• [Given text]
• • • • • • •
46% of FMCG Cos to spend up to 50% on social media influencers post-COVID
According to a report released by Duff & Phelps, the world’s premier provider of governance, risk and transparency solutions, and Kroll, a division of Duff & Phelps, 25% of companies have suffered a $100,000-$250,000 loss from a negative influencer experience. The ‘Face Value Report’ highlights results of a survey of over 900 marketing and brand managers within the FMCG sector and provides insights into the value of influencer marketing, as well as the financial and reputational impact of negative influencer experiences.
Consumer devotion to digital devices during the pandemic has supercharged the influencer industry. During lockdown, two-thirds of FMCG companies have either maintained their influencer spending at pre-COVID-19 levels or increased it slightly, while nearly a fifth (19%) upped it significantly.
By 2021, nearly half of FMCG companies (46%) expect to spend 31-50% of their total marketing budget on influencers – up one-fifth compared to the average spent between 2018-2020 – while nearly one in 10 (8%) will spend more than 70%.
Clear winners across countries emerge when comparing how much companies make from their influencer campaigns against what they spend running them. The average amount spent per influencer among FMCG companies globally is $22,151 per year. However, the UK spends on average $18,602 and boasts a high sales increase to expense ratio at 73% – comfortably above the ‘all countries’ average of 46%.
FMCG companies will typically spread their spending across dozens of influencers; 45% of companies stated they usually work with 51-100 at a time, and this could rise as the influencer method of marketing becomes more entrenched. UK companies appear to use the fewest number of influencers than other countries at around 66, compared to the global average of 81.
• • • • • • •
• [List of tasks]
A: According to the report on FMCG influencer spending, what is the average amount spent per influencer per year among FMCG companies globally?
B: Quote everything in the report on FMCG influencer spending from "Clear winners across" down to "average of 81.".
C: Continue the report on FMCG influencer spending from its final sentence onward.
The entries that follow play no part in the work requested here.
• • • • • • •
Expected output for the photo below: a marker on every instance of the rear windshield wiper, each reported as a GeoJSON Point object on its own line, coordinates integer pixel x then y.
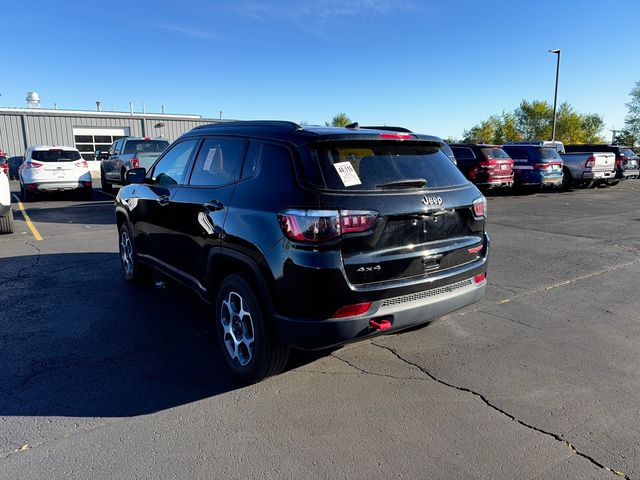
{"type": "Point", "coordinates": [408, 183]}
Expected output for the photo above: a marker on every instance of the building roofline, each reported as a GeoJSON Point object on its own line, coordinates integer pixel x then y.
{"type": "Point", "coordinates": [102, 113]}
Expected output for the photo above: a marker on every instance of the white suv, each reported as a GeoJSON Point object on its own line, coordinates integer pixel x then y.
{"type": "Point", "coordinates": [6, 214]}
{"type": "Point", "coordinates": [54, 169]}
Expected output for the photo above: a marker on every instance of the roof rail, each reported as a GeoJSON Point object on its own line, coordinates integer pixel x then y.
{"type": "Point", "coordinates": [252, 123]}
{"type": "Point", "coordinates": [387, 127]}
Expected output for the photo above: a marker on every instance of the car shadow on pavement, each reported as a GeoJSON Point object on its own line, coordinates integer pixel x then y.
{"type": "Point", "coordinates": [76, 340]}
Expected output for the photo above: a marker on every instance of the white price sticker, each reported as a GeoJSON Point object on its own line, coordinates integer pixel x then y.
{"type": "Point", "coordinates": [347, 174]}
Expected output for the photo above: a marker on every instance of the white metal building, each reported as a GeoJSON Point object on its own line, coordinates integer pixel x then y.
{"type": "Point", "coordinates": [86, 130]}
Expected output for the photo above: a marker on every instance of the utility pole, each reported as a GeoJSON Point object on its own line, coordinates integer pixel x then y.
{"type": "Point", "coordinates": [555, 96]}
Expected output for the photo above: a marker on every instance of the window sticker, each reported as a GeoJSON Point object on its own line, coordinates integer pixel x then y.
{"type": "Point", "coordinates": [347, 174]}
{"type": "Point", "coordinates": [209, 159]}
• • • • • • •
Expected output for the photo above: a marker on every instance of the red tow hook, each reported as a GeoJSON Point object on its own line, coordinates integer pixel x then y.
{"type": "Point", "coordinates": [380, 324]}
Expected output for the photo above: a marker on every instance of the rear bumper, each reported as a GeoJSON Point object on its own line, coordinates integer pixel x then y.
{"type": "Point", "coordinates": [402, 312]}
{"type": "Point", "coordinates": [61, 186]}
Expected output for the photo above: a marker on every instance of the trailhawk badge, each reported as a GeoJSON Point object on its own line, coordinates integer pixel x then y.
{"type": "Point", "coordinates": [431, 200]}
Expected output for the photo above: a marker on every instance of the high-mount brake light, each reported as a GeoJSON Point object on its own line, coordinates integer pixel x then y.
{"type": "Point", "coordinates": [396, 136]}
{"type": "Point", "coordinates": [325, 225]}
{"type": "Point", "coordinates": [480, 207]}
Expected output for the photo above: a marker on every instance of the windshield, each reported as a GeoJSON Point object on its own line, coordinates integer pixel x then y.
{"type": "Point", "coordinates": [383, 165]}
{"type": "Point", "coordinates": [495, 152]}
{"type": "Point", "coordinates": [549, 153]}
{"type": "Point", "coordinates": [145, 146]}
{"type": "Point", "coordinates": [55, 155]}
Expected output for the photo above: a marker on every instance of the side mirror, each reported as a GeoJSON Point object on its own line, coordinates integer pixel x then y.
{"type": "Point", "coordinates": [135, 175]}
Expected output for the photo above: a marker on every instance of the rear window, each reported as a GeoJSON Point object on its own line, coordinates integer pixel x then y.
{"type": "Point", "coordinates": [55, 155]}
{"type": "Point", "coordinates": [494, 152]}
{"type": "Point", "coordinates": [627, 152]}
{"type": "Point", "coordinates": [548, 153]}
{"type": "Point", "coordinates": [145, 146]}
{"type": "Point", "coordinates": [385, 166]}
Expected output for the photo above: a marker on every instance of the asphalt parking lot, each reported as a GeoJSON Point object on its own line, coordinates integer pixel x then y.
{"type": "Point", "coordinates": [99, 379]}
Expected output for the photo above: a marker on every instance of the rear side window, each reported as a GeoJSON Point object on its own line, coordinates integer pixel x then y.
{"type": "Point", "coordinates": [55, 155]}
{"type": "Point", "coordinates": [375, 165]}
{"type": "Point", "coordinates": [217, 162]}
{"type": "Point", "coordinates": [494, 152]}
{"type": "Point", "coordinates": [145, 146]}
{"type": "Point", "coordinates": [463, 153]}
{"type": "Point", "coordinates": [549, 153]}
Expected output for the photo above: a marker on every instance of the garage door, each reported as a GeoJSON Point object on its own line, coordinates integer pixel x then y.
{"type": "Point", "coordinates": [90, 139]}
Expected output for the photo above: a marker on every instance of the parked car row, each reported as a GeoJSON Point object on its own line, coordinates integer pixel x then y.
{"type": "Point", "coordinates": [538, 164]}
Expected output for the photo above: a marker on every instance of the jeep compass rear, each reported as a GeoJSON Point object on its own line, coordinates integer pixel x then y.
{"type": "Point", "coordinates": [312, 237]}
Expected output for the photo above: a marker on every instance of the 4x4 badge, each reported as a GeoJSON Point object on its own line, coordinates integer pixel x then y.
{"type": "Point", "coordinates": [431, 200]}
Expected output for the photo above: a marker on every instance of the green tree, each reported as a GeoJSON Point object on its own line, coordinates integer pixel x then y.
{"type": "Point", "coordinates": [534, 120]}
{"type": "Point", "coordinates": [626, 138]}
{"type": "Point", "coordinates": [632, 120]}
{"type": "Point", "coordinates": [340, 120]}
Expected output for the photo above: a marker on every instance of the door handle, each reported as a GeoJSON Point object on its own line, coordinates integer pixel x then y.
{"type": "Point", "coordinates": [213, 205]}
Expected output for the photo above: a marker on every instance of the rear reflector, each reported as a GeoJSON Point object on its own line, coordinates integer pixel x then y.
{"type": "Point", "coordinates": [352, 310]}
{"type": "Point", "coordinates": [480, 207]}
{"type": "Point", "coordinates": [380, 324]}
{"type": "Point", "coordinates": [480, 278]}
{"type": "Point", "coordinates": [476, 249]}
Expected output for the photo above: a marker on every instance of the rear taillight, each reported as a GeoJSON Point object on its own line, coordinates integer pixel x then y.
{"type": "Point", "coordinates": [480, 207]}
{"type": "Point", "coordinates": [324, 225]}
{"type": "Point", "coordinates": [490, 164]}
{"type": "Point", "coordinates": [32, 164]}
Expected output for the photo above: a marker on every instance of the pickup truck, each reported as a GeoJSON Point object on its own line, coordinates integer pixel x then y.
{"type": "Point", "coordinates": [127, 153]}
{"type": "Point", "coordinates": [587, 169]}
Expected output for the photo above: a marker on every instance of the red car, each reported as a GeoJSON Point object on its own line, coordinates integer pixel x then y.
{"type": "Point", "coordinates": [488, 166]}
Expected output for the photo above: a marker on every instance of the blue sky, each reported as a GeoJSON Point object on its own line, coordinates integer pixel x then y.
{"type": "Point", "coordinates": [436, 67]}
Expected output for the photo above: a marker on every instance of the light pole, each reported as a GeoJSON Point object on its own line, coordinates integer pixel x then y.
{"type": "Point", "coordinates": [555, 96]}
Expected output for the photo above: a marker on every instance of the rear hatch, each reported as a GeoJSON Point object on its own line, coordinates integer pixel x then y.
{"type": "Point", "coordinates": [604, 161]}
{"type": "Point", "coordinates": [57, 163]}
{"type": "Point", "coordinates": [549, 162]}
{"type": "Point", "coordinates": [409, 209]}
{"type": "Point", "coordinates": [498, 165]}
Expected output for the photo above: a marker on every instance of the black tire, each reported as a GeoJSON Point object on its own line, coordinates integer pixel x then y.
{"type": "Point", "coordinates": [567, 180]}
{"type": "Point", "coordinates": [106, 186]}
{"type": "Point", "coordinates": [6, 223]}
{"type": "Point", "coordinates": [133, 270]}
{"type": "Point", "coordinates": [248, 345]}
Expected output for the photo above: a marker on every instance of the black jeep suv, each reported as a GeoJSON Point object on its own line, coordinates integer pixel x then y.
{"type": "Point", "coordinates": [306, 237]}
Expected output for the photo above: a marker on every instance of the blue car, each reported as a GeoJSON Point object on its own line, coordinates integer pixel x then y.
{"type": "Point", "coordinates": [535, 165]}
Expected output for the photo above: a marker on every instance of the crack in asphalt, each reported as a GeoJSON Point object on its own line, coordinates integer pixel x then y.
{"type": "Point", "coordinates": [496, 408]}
• • • • • • •
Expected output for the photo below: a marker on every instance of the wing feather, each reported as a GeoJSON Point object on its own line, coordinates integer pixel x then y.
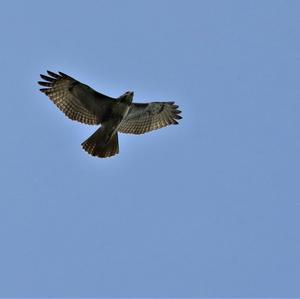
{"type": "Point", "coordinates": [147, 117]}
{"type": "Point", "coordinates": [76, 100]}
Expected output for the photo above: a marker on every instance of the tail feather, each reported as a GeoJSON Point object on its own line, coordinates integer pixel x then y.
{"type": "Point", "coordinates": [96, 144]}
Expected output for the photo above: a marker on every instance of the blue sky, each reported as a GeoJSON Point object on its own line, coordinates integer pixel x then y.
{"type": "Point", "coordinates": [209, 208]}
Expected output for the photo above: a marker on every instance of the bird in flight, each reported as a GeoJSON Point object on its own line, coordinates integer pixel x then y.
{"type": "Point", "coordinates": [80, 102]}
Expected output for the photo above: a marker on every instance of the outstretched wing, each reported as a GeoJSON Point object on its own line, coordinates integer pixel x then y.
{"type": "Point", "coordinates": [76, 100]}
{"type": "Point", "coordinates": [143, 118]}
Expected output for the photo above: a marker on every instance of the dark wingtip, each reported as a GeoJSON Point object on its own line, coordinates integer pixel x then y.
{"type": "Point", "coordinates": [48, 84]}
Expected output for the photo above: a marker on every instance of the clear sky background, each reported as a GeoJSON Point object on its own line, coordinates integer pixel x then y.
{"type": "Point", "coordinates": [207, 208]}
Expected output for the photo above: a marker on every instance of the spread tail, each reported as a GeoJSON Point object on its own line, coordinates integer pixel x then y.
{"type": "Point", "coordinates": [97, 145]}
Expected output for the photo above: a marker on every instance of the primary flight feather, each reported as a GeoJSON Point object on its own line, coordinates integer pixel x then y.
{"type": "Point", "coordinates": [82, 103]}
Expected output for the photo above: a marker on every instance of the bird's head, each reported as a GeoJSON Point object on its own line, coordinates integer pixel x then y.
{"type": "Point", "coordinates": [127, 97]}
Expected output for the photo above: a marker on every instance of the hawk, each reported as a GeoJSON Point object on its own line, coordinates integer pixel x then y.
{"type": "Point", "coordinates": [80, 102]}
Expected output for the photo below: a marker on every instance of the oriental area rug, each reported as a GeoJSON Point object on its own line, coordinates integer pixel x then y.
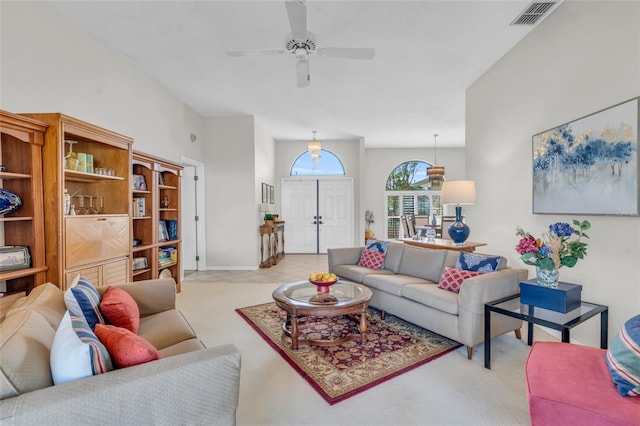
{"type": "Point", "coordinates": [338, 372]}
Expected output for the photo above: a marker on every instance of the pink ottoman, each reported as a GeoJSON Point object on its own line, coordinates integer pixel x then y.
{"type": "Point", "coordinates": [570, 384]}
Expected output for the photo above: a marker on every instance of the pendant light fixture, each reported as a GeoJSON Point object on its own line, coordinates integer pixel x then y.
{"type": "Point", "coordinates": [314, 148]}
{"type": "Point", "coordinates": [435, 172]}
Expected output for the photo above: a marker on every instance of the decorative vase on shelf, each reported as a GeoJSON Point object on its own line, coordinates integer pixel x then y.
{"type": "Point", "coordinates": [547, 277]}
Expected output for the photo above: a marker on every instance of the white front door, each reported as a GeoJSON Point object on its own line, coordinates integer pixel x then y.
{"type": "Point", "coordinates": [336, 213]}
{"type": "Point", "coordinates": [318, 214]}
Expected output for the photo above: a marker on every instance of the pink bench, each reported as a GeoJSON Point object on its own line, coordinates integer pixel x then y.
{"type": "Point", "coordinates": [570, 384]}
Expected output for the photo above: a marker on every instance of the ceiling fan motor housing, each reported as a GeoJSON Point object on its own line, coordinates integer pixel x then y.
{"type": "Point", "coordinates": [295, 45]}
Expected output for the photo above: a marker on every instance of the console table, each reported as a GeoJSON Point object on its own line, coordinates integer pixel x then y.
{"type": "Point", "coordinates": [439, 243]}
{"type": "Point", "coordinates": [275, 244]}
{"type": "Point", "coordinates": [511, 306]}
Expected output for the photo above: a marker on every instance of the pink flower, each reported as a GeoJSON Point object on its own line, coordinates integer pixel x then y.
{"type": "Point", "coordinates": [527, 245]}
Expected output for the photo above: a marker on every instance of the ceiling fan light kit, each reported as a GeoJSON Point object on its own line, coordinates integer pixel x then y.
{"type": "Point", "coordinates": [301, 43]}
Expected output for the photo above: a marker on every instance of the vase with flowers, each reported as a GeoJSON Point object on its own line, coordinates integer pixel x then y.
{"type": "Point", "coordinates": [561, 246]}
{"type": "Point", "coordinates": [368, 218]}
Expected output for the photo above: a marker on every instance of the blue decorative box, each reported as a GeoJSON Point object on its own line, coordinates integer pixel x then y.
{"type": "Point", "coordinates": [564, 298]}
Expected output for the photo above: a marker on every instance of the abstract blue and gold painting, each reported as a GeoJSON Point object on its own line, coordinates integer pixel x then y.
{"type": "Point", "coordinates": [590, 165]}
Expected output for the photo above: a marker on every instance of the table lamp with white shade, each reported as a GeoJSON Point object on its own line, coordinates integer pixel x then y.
• • • • • • •
• [Responses by task]
A: $22,151 per year.

B:
Clear winners across countries emerge when comparing how much companies make from their influencer campaigns against what they spend running them. The average amount spent per influencer among FMCG companies globally is $22,151 per year. However, the UK spends on average $18,602 and boasts a high sales increase to expense ratio at 73% – comfortably above the ‘all countries’ average of 46%.
FMCG companies will typically spread their spending across dozens of influencers; 45% of companies stated they usually work with 51-100 at a time, and this could rise as the influencer method of marketing becomes more entrenched. UK companies appear to use the fewest number of influencers than other countries at around 66, compared to the global average of 81.

C:
According to the report, nearly half of fast-moving consumer goods (FMCG) companies will spend up to 50% of their marketing budget on social media influencers post-COVID-19. Globally, a third of FMCG businesses said that their most successful influencer campaign increased sales by $250,000-$500,000. One in 10 FMCG companies generated between $1.1 million and $5 million in sales from their best campaign.
Michael Weaver, Managing Director Valuation Advisory Services at Duff & Phelps, said, “Marketing teams once relied on securing the most expensive celebrity they could afford for a television campaign or billboard, but this strategy is increasingly obsolete in the digital age. FMCG companies are satisfied with the return on investment from influencers and are diverting marketing spend away from other traditional advertising and marketing tactics to keep the momentum going. We can’t deny that the lockdown and subsequent restriction measures have also played a part in boosting the industry. But regardless, we don’t expect influencer marketing to slow down post-COVID-19 either.”
Influencer marketing also comes with certain risks – 85% of FMCG companies have had their brand negatively impacted due to an association with an influencer, with almost a quarter (24%) of these companies claiming to have been adversely affected multiple times. Shockingly, 25% of FMCG companies report losses between $100,000 and $250,000 from a negative influencer experience.
The survey found that over two-thirds of FMCG companies (69%) had doubted an influencer’s follower count on one or multiple occasions compared to just a quarter (26%) who had never had any concerns. It is noteworthy that in the UK, where just over half of businesses (51%) had never had such doubts about followers, the use of third-party influencer verification specialists was among the highest at 32%, compared to the global average of 27%.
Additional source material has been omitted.